* [Directions for this task]: Update the data below by changing each "record" to "note" and otherwise reproducing every line as is. Omit the picture from your answer.
========================================
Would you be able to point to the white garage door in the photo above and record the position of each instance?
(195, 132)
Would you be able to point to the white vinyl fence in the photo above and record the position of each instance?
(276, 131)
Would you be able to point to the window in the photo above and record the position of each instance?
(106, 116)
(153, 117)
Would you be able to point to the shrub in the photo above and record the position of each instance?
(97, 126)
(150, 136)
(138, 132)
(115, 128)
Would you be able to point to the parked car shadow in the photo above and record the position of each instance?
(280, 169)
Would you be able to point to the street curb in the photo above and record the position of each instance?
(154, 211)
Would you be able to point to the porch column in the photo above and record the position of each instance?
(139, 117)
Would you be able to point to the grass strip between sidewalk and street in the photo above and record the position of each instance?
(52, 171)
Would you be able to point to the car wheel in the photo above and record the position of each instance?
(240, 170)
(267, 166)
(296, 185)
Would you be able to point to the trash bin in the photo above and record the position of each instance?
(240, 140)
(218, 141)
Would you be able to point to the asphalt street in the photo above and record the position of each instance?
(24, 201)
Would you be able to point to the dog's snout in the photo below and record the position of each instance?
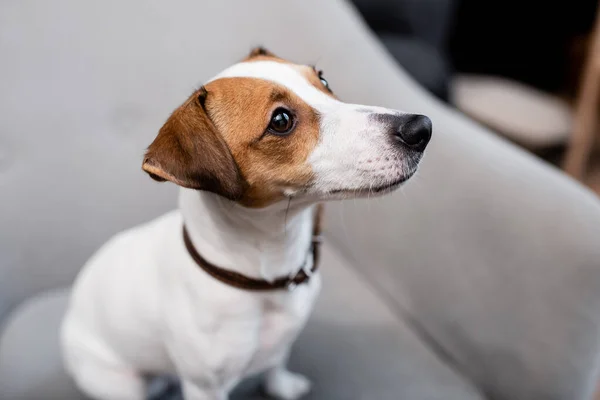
(413, 130)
========================================
* [Task answer]:
Would you be able to point to the white garage door in the photo above and note the position of each instance?
(195, 132)
Would you be able to point to the white vinyl fence in the photo above and note the position of each instance?
(276, 131)
Would you be able to point to the window in the photo above and note the position of each instance?
(106, 116)
(153, 117)
Would you be able to point to the shrub in the photo above and note the position of each instance?
(97, 126)
(150, 136)
(138, 132)
(115, 128)
Would you be able to point to the parked car shadow in the photo above and note the position of each instance?
(280, 169)
Would you be able to point to the street curb in the photo above and note the position of each instance?
(154, 211)
Would you be able to point to the porch column in the photo above and note the position of each instance?
(139, 117)
Would you be able to point to the grass strip between sidewalk and street in the photo above and note the position of each instance?
(52, 171)
Would you be able to point to the car wheel in the photo above and note the position of each instance?
(240, 170)
(267, 166)
(296, 185)
Would you be able to point to the trash bin in the photo above and note the position of each instance?
(240, 140)
(218, 141)
Would you be able to point to the asphalt street in the photo above and note the position of each instance?
(24, 201)
Would you be able to point to the dog's snout in the photo below and note the position of each instance?
(413, 130)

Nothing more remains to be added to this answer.